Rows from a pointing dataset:
BEGIN

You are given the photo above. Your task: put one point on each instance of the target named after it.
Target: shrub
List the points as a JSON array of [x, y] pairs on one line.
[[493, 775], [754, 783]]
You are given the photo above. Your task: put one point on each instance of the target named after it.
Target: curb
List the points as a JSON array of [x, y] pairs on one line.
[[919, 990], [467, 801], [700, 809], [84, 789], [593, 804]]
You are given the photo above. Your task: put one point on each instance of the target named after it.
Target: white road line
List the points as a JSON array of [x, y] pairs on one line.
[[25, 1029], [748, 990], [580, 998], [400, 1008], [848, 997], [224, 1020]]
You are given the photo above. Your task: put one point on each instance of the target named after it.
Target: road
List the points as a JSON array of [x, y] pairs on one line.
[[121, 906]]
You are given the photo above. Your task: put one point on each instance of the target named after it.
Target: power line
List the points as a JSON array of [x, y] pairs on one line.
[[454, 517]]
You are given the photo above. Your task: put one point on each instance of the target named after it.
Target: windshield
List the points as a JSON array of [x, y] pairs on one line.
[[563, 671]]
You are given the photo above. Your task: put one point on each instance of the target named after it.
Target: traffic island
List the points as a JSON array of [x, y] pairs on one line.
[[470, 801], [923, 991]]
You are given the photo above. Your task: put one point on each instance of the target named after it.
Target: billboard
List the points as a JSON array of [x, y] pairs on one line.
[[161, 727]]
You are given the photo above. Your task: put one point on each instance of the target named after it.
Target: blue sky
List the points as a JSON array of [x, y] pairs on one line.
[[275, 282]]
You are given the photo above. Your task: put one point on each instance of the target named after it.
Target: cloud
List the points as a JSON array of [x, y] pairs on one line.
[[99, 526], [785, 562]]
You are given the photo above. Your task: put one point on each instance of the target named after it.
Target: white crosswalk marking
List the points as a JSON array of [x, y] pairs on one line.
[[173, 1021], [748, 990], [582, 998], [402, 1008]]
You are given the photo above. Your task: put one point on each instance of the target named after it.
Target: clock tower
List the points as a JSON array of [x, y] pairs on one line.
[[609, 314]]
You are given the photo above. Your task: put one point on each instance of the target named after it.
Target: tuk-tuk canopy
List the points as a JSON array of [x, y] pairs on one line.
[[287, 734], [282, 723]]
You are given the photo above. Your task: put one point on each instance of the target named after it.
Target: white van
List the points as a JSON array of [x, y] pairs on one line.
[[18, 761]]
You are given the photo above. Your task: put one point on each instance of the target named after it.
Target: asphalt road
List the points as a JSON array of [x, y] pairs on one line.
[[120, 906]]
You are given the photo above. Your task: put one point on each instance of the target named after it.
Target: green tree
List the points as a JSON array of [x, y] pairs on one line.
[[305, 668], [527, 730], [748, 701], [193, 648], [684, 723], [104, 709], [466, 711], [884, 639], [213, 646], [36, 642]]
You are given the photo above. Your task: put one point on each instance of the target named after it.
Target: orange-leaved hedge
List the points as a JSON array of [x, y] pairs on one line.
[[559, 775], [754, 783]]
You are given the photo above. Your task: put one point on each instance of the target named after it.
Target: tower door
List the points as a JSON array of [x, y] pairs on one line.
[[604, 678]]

END

Goal of the exercise -
Exactly reproduce the material above.

Answer below -
You are given the photo above. Your task: put one point on each instance of the target named after it.
Target: shrub
List the points as a JSON array of [x, y] pairs on one line.
[[493, 775], [754, 783]]
You are given the photo above. Your task: put one point on each instance of the target named after it.
Target: curb
List the points as a JSON array of [x, y] pairs on one line.
[[919, 990], [467, 801], [700, 809], [84, 789], [593, 804]]
You are given the photo above. Your task: put one point on each instance of the target named after it.
Target: white road line
List the points as a JSON array of [x, y] pairs on one line.
[[25, 1029], [748, 990], [580, 998], [400, 1008], [848, 997], [224, 1020]]
You are given the photo above. Your task: put one point on each instance of the target named after it.
Target: road
List the points as a JSON array of [x, y] pairs on one line.
[[121, 906]]
You are given the photo above. Your task: put one point on each instance of the target named after it.
Target: power line
List the points as a JSON array of [x, y] pairs on one line.
[[454, 517]]
You are given the photo above. Your task: put one point on each instance of the target named after it.
Target: windshield
List the points as a JSON array of [x, y] pairs on one line.
[[563, 671]]
You are given the photo above. Your task: put one point on each instance of the target named after it.
Target: traffic island
List the points as a JSON array of [x, y] pairs on one line.
[[470, 801], [923, 991]]
You are given the photo above. Your task: put one point on each instance of the target named after it.
Target: billboard
List the points as a JSON array of [x, y] pairs on one line.
[[161, 727]]
You are given the photo above. Your task: put one point on each instance of the target named after it.
Target: blue sky
List the points as a JSON array of [x, y] pairs on one line.
[[275, 282]]
You are given the photo above. Your task: put one point on each instance of the target named after it.
Target: cloud
List the points as a JSON array of [x, y] pairs on one line.
[[99, 526], [785, 562]]
You are given the photo above. Your task: put one point on each instance of the target named after it.
Target: white crosswalk marking
List the points as a JSON array of [x, y] pairs on one line.
[[173, 1021], [748, 990], [582, 998], [402, 1008]]
You are given the photo above. Your task: put one point on each instance of the target named after it.
Target: clock tower
List the points as a JSON array of [x, y] pairs on one line.
[[609, 314]]
You are given the photo above. Your task: put one point on each instance of the target named after it.
Target: tuk-tuk canopy
List the points as a JSON array of [x, y] pairs on one line.
[[287, 734], [282, 723]]
You are given the photo above. Your task: put one point on each instance of the target named after it.
Target: white van
List the points as a JSON array of [x, y] pairs on one line.
[[18, 761]]
You are given the photo above. Your task: put one point on each instance of the target named after it.
Target: asphalt road
List the points as a JSON array of [x, y] pairs on one line.
[[120, 906]]
You are given the photo above. Your task: put one point on each instance of the target named after it.
Target: green tree
List the points as a JSON array of [x, y] pairs on one line.
[[305, 668], [527, 730], [748, 701], [193, 648], [684, 723], [104, 709], [466, 711], [884, 639], [213, 646], [36, 642]]
You are given the photo above. Your task: put one point on each instance of the target named after it.
Target: orange-leaved hedge
List the points as a JSON array of [x, y] pairs on one line.
[[559, 775], [754, 783]]
You are given the photo above. Your task: put one point on each instance of the target named after it.
Target: tower door
List the points as a JSON array of [x, y] pairs on one line.
[[604, 678]]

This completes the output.